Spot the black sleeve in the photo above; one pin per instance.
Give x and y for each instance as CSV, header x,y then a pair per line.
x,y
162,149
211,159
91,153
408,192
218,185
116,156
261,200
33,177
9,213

********************

__Stated task__:
Can you recast all the data above as a two-column CSV with the header instruction,output, one row per instruction with its answer in the output column, each field quoted and any line breaks replaced by spaces?

__The output__:
instruction,output
"Spot the black sleeve in the photo above; one pin per instance. Give x and y for each instance as CSV, header x,y then a pair per line.","x,y 162,149 211,159 91,153 408,192 218,185 116,156 261,200 33,177 9,213"